'''

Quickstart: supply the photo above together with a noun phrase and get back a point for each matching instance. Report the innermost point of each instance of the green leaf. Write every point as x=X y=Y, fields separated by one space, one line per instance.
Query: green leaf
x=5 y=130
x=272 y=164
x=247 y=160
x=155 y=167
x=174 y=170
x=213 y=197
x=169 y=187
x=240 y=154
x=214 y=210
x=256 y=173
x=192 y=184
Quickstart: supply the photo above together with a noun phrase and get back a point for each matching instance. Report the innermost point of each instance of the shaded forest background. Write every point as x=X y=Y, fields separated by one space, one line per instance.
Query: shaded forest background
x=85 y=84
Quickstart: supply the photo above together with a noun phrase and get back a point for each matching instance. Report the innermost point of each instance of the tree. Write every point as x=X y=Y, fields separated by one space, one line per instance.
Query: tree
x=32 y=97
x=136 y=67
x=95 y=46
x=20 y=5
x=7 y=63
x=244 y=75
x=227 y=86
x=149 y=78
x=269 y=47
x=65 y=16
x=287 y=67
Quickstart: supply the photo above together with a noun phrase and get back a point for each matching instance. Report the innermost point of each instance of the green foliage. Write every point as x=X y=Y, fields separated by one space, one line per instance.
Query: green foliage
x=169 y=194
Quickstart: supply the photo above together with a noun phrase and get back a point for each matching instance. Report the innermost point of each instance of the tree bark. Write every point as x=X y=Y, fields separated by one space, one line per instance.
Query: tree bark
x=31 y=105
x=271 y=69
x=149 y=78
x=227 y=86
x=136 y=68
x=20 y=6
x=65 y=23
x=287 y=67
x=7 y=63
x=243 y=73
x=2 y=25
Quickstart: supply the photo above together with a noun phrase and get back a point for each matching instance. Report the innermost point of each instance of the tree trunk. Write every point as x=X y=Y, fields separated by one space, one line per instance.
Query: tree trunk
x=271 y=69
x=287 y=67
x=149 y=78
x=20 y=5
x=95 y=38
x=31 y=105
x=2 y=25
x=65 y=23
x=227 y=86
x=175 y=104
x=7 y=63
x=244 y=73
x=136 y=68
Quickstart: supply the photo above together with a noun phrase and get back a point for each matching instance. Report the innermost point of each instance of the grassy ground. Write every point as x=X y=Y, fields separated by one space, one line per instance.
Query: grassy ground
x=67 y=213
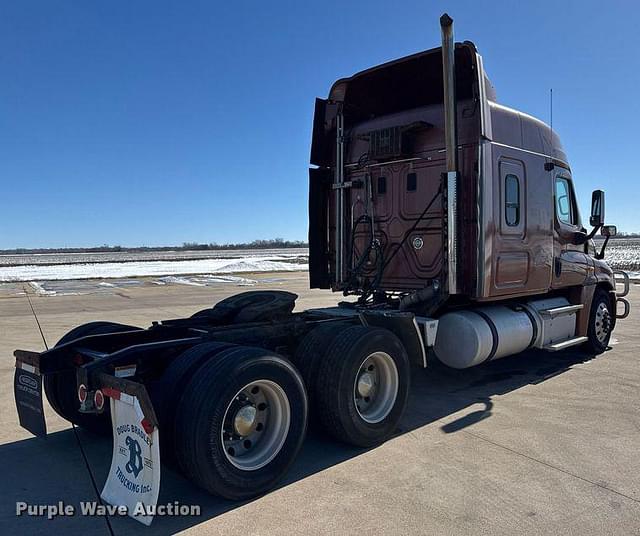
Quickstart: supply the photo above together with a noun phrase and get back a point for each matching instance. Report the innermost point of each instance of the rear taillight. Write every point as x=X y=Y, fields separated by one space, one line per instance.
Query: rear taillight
x=82 y=393
x=98 y=400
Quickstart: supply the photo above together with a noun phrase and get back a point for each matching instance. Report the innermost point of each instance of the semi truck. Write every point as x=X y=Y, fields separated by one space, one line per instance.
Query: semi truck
x=449 y=219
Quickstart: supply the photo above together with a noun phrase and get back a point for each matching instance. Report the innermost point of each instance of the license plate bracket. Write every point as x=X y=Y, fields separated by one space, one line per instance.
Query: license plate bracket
x=27 y=389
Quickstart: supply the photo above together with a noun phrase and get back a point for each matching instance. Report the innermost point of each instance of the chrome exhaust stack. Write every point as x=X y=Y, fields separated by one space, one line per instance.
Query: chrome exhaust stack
x=451 y=145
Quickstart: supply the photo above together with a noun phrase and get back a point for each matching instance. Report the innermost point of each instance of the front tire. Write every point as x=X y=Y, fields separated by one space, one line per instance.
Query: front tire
x=601 y=322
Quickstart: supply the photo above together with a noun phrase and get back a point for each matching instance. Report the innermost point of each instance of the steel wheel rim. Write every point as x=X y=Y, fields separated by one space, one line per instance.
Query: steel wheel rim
x=602 y=322
x=255 y=425
x=375 y=388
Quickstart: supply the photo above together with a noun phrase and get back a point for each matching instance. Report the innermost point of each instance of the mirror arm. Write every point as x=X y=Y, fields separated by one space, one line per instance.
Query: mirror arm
x=600 y=255
x=594 y=231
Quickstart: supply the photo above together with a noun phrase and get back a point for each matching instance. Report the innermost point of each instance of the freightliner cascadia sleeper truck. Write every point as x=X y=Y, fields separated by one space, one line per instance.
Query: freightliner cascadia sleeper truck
x=453 y=223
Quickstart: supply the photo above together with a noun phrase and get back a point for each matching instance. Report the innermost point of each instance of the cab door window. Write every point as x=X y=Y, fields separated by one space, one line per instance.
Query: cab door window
x=566 y=211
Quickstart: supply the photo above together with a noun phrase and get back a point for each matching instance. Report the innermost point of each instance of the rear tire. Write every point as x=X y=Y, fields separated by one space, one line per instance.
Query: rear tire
x=310 y=354
x=363 y=386
x=601 y=322
x=61 y=387
x=166 y=393
x=216 y=419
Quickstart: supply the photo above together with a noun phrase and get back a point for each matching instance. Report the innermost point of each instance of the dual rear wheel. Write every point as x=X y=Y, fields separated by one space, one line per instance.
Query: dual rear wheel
x=235 y=417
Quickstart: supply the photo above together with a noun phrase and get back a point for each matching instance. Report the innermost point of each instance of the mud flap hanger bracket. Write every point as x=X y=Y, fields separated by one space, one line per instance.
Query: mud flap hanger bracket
x=115 y=387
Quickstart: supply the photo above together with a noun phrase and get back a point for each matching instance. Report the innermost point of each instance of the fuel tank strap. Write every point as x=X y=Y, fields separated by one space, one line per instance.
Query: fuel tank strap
x=534 y=324
x=494 y=334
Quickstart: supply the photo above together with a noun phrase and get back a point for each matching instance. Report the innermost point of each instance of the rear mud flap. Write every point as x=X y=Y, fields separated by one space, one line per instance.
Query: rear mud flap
x=134 y=477
x=27 y=390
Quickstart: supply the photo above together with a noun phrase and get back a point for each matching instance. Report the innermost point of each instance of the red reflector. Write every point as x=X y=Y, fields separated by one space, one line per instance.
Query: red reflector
x=111 y=393
x=146 y=424
x=98 y=399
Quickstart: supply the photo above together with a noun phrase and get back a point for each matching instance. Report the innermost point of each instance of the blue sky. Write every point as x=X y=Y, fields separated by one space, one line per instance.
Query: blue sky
x=152 y=123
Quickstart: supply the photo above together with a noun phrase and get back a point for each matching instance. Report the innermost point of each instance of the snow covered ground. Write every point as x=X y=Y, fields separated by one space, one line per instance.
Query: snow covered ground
x=115 y=270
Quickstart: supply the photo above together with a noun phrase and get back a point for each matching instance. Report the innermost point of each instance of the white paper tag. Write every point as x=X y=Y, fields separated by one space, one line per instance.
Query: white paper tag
x=134 y=477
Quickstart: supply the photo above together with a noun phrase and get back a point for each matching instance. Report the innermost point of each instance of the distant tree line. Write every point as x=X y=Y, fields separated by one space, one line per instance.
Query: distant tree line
x=274 y=243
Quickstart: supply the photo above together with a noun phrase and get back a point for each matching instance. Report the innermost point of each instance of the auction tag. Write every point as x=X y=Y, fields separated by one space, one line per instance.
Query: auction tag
x=27 y=389
x=134 y=477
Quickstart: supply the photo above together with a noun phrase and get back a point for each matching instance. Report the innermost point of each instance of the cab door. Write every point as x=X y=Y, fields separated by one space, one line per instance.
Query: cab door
x=571 y=263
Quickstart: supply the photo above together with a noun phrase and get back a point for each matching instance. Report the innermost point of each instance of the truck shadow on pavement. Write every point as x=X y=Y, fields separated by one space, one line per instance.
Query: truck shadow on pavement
x=44 y=471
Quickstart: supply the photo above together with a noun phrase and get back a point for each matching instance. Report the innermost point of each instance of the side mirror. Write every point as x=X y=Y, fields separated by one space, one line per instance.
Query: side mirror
x=597 y=209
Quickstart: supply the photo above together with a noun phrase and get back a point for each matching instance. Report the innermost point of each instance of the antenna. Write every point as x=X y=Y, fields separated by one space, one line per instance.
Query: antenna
x=551 y=110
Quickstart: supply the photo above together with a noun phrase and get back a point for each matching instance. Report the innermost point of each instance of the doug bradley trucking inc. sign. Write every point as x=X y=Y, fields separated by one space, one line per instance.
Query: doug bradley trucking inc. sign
x=134 y=477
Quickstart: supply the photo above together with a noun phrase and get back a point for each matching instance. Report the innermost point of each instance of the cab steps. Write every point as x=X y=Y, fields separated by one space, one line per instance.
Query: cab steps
x=565 y=344
x=561 y=311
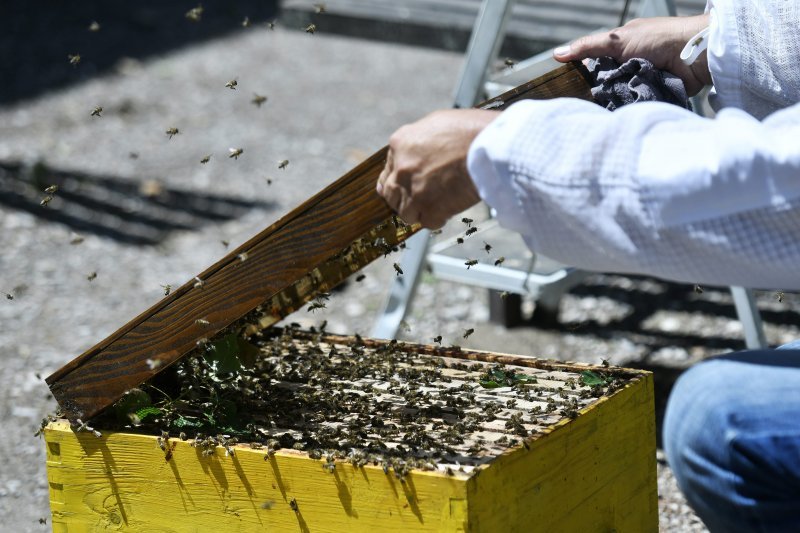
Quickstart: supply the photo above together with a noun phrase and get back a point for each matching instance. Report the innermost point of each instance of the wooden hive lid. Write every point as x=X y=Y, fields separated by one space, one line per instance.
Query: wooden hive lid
x=276 y=272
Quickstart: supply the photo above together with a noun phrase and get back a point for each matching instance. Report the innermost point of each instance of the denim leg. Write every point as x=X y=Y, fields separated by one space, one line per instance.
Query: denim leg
x=732 y=437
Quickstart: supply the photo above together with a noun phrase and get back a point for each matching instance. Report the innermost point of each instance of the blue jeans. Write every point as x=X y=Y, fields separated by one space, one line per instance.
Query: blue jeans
x=732 y=437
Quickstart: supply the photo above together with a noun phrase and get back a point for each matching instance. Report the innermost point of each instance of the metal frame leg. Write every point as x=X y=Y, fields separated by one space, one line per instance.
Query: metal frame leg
x=487 y=36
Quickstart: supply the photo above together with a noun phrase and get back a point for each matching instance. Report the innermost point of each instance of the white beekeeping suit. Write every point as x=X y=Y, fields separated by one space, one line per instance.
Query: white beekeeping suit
x=655 y=189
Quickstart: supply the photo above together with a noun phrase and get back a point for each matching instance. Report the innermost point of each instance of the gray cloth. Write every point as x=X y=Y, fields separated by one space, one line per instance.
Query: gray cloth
x=636 y=80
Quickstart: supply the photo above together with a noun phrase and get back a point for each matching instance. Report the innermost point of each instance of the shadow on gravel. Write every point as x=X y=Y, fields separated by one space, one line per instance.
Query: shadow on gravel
x=137 y=213
x=37 y=37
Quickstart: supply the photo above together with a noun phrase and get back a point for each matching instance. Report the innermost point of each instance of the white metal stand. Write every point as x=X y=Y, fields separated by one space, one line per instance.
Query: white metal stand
x=550 y=281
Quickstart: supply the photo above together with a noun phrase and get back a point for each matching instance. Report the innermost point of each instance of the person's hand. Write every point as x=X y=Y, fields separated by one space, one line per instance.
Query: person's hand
x=425 y=179
x=658 y=39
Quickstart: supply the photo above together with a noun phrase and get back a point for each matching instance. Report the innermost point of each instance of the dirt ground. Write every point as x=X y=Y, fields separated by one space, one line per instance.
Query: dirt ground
x=148 y=213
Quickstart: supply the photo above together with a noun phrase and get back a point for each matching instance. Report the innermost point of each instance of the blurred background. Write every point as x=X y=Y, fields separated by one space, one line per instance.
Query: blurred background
x=137 y=210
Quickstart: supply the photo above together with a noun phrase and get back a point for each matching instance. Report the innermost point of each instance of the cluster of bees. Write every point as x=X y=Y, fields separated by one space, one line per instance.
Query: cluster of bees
x=359 y=402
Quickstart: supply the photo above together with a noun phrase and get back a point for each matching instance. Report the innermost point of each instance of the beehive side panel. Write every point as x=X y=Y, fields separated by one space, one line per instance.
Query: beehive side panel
x=125 y=481
x=593 y=473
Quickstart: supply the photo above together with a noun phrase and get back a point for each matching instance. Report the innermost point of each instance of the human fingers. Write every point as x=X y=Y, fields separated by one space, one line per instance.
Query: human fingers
x=596 y=45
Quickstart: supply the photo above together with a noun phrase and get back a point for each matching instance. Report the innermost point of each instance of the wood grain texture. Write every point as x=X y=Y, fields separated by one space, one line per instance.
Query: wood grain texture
x=303 y=245
x=593 y=473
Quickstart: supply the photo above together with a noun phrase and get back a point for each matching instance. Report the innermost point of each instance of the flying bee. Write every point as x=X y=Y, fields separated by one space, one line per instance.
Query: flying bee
x=258 y=99
x=195 y=14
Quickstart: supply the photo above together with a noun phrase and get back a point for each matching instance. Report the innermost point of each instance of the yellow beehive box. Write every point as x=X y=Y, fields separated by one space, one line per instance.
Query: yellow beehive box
x=593 y=470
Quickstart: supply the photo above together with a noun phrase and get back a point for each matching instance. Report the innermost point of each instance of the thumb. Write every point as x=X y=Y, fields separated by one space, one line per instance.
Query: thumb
x=596 y=45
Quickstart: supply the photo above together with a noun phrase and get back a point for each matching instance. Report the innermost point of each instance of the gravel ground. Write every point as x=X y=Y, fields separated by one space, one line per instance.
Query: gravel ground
x=151 y=214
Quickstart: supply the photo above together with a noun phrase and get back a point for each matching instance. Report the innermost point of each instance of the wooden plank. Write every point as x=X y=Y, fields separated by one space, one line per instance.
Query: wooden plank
x=308 y=251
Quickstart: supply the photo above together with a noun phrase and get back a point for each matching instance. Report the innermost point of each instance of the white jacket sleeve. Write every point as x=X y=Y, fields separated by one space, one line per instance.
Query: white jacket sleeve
x=655 y=189
x=649 y=189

'''

POLECENIE:
Zamień „mirror arm” na „side mirror bracket” w wierszach od tego z „of the mirror” do tego z „x=453 y=223” i podaj te wiersze ponownie. Wszystko inne pozostaw bez zmian.

ROZWIĄZANIE:
Quickstart: supply the photo above together with a noun phrase and get back a point for each matching instance. Report the innermost point of each instance of the side mirror bracket. Write every point as x=X y=Y, fields separated by one space, one line per instance.
Query: side mirror bracket
x=600 y=255
x=594 y=231
Quickstart: supply the photo above together with a noun phrase and get back a point for each matching instance. Report the innermost point of each instance of the freightliner cascadia sleeper truck. Write every point as x=X y=Y, fields separated by one space, one line per instance.
Query: freightliner cascadia sleeper truck
x=453 y=223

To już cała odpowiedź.